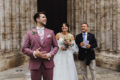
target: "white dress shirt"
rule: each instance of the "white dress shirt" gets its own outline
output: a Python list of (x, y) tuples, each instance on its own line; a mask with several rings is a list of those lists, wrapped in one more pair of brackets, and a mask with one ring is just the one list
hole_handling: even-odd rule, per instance
[(87, 32), (85, 32), (85, 33), (82, 33), (82, 36), (85, 34), (85, 39), (83, 39), (83, 41), (87, 41)]
[(83, 37), (83, 43), (84, 43), (84, 46), (82, 48), (86, 48), (86, 45), (89, 44), (89, 41), (87, 40), (87, 35), (88, 33), (82, 33), (82, 37)]
[(37, 32), (38, 32), (38, 35), (40, 36), (40, 39), (43, 40), (44, 39), (44, 27), (40, 28), (40, 27), (37, 27)]

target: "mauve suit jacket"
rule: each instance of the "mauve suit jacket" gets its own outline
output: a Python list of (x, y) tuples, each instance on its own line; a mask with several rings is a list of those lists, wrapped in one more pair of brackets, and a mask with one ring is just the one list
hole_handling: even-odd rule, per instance
[[(41, 48), (40, 51), (46, 51), (51, 53), (50, 60), (34, 58), (33, 52)], [(58, 44), (53, 30), (45, 28), (43, 42), (40, 41), (40, 36), (37, 33), (37, 29), (32, 29), (27, 32), (22, 52), (30, 56), (29, 68), (30, 70), (38, 70), (41, 65), (45, 68), (52, 69), (54, 67), (53, 57), (58, 51)]]

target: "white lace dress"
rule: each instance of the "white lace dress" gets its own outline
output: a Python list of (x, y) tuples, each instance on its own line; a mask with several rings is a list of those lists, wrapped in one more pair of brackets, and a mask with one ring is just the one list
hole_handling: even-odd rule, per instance
[[(63, 38), (59, 38), (58, 45), (61, 47)], [(66, 51), (60, 48), (54, 56), (53, 80), (78, 80), (76, 66), (73, 58), (74, 51), (78, 51), (76, 46), (70, 47)]]

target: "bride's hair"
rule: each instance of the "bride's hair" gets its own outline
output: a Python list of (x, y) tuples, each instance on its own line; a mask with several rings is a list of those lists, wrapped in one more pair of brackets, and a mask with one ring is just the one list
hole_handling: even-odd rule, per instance
[(65, 24), (65, 25), (68, 27), (68, 32), (70, 32), (70, 26), (69, 26), (69, 24), (66, 23), (66, 22), (63, 22), (63, 23), (62, 23), (62, 26), (63, 26), (63, 24)]

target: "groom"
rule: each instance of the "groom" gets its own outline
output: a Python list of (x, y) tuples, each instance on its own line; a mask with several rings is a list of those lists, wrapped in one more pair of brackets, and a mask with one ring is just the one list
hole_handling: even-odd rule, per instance
[(23, 53), (30, 57), (29, 69), (31, 80), (53, 80), (53, 57), (58, 51), (54, 32), (45, 28), (47, 18), (44, 12), (34, 15), (36, 28), (27, 32), (22, 48)]
[(95, 36), (88, 32), (88, 24), (81, 24), (81, 32), (76, 36), (76, 44), (79, 47), (78, 58), (80, 60), (80, 70), (84, 80), (88, 80), (87, 66), (89, 66), (92, 80), (96, 80), (96, 63), (94, 48), (97, 47)]

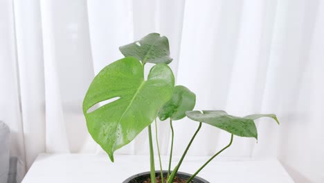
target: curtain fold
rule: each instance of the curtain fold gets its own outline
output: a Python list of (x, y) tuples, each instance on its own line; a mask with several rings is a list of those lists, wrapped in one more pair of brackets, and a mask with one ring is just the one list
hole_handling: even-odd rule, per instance
[[(318, 0), (1, 1), (0, 120), (19, 157), (18, 182), (40, 152), (105, 153), (87, 132), (83, 97), (123, 58), (118, 46), (156, 32), (169, 38), (176, 85), (197, 94), (195, 110), (278, 114), (280, 125), (258, 121), (258, 143), (235, 137), (222, 155), (276, 157), (297, 182), (321, 182), (323, 31)], [(198, 123), (174, 126), (181, 155)], [(158, 128), (168, 155), (168, 121)], [(147, 155), (147, 137), (116, 153)], [(188, 154), (213, 155), (229, 139), (204, 125)]]

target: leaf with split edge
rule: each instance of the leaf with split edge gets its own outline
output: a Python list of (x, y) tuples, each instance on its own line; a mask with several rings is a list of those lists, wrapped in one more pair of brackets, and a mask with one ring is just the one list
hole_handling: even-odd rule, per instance
[(150, 33), (141, 40), (119, 47), (125, 57), (132, 56), (143, 64), (146, 62), (169, 64), (172, 61), (170, 58), (169, 41), (159, 33)]
[(174, 87), (172, 96), (159, 111), (159, 118), (164, 121), (170, 118), (172, 121), (179, 120), (186, 116), (186, 112), (195, 107), (196, 95), (182, 85)]
[[(151, 124), (172, 96), (174, 78), (165, 64), (154, 66), (144, 80), (143, 67), (134, 58), (118, 60), (95, 77), (83, 101), (88, 130), (114, 162), (114, 152)], [(88, 112), (97, 103), (118, 100)]]
[(190, 111), (187, 116), (194, 121), (208, 123), (229, 133), (258, 139), (258, 131), (254, 119), (260, 117), (271, 117), (278, 121), (274, 114), (252, 114), (245, 117), (237, 117), (228, 114), (224, 111)]

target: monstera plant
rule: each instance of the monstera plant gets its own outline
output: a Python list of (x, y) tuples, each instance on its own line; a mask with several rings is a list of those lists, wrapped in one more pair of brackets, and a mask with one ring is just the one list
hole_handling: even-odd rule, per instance
[[(270, 117), (278, 121), (274, 114), (253, 114), (237, 117), (222, 110), (192, 111), (196, 96), (182, 85), (174, 86), (174, 76), (168, 65), (170, 57), (168, 38), (158, 33), (151, 33), (139, 41), (120, 46), (124, 58), (103, 68), (92, 81), (83, 101), (83, 112), (88, 130), (92, 138), (108, 154), (114, 162), (114, 152), (135, 139), (147, 128), (150, 154), (150, 172), (132, 177), (124, 182), (208, 182), (196, 175), (213, 158), (228, 148), (233, 136), (258, 139), (254, 120)], [(154, 65), (145, 79), (146, 63)], [(105, 103), (105, 104), (102, 104)], [(93, 108), (95, 108), (93, 110)], [(172, 121), (186, 116), (198, 121), (199, 126), (191, 138), (178, 164), (171, 170), (174, 130)], [(151, 124), (156, 118), (170, 119), (171, 148), (168, 169), (163, 171), (159, 141), (156, 138), (161, 173), (155, 173), (153, 140)], [(193, 175), (178, 171), (202, 123), (216, 127), (231, 134), (231, 140), (224, 147)], [(158, 175), (158, 176), (156, 176)], [(181, 182), (182, 181), (182, 182)]]

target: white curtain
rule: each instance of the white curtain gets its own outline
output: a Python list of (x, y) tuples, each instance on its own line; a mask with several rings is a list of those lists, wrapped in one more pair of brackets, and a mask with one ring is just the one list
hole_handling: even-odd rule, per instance
[[(258, 143), (236, 137), (222, 155), (276, 157), (296, 182), (324, 181), (319, 0), (0, 0), (0, 120), (20, 179), (39, 152), (103, 153), (87, 132), (83, 97), (123, 57), (119, 46), (152, 32), (169, 38), (177, 84), (197, 94), (196, 110), (278, 115), (280, 125), (258, 121)], [(175, 155), (197, 125), (174, 122)], [(148, 154), (146, 131), (117, 153)], [(204, 125), (189, 155), (211, 155), (229, 139)], [(159, 139), (167, 155), (168, 121)]]

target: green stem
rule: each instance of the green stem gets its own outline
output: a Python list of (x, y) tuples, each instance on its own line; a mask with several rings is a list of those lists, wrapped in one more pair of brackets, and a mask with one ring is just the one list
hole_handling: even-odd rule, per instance
[(155, 183), (155, 166), (154, 166), (154, 152), (153, 151), (153, 143), (152, 142), (151, 125), (148, 125), (149, 143), (150, 143), (150, 161), (151, 167), (151, 182)]
[(174, 177), (175, 177), (175, 175), (176, 175), (177, 173), (178, 172), (179, 168), (180, 168), (180, 166), (181, 165), (182, 161), (183, 161), (183, 159), (184, 159), (186, 155), (187, 154), (187, 152), (189, 150), (189, 148), (190, 147), (191, 143), (192, 143), (193, 140), (195, 139), (195, 137), (196, 137), (196, 135), (198, 133), (198, 132), (199, 131), (201, 128), (201, 122), (199, 122), (199, 126), (198, 127), (198, 128), (197, 129), (197, 130), (195, 132), (194, 135), (191, 138), (191, 140), (189, 142), (189, 143), (188, 144), (187, 148), (186, 148), (186, 150), (185, 150), (185, 151), (183, 152), (183, 155), (182, 155), (182, 157), (180, 159), (180, 161), (179, 161), (178, 164), (174, 168), (174, 169), (172, 171), (172, 173), (171, 173), (171, 175), (170, 175), (169, 180), (168, 180), (168, 183), (172, 183), (173, 182), (173, 180), (174, 180)]
[(160, 163), (161, 180), (162, 180), (162, 183), (164, 183), (163, 172), (162, 169), (162, 163), (161, 162), (161, 156), (160, 156), (160, 148), (159, 147), (156, 119), (155, 119), (155, 139), (156, 139), (156, 146), (158, 148), (159, 162)]
[(228, 148), (229, 146), (231, 146), (231, 145), (232, 145), (232, 142), (233, 142), (233, 134), (231, 134), (231, 141), (230, 141), (230, 143), (228, 143), (228, 145), (227, 145), (225, 148), (222, 148), (221, 150), (218, 151), (217, 153), (216, 153), (215, 155), (213, 155), (212, 157), (210, 157), (208, 161), (207, 161), (201, 167), (199, 168), (199, 169), (198, 169), (198, 171), (196, 171), (196, 173), (195, 173), (186, 182), (186, 183), (189, 183), (190, 182), (190, 181), (209, 163), (210, 162), (211, 160), (213, 160), (213, 159), (214, 159), (215, 157), (217, 157), (218, 155), (219, 155), (222, 152), (223, 152), (223, 150), (226, 150), (226, 148)]
[(169, 177), (171, 170), (171, 161), (172, 159), (172, 151), (173, 151), (173, 137), (174, 136), (174, 132), (173, 131), (172, 121), (170, 119), (170, 127), (171, 128), (171, 150), (170, 150), (170, 159), (169, 159), (169, 168), (168, 169), (168, 177)]

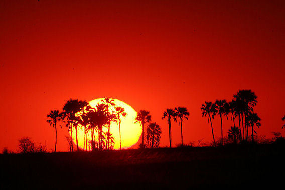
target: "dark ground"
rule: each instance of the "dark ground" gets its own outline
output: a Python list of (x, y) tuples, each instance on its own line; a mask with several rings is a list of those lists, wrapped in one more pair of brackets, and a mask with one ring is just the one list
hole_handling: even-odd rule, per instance
[(0, 155), (0, 189), (283, 189), (284, 147)]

### To be done
Duplicate the entries word for word, from their beginning up to and including the line that contains "27), (37, 27)]". Leave the pictures out of your copy.

### Complete output
target: "white dress shirt"
rule: each instance of the "white dress shirt" gets its own outline
output: a Python list of (x, y) tuples, each instance on its own line; a mask with several rings is a list of those lists, wrapped in one more pair of brackets, and a mask with one ring is just the one list
hole_handling: even-odd rule, per instance
[(87, 32), (85, 32), (85, 33), (82, 33), (82, 36), (85, 34), (85, 39), (83, 39), (83, 41), (87, 41)]
[(83, 37), (83, 43), (84, 43), (84, 46), (82, 48), (86, 48), (86, 45), (89, 44), (89, 41), (87, 40), (87, 35), (88, 33), (82, 33), (82, 37)]
[(37, 32), (38, 32), (38, 35), (40, 36), (40, 39), (43, 40), (44, 39), (44, 27), (40, 28), (40, 27), (37, 27)]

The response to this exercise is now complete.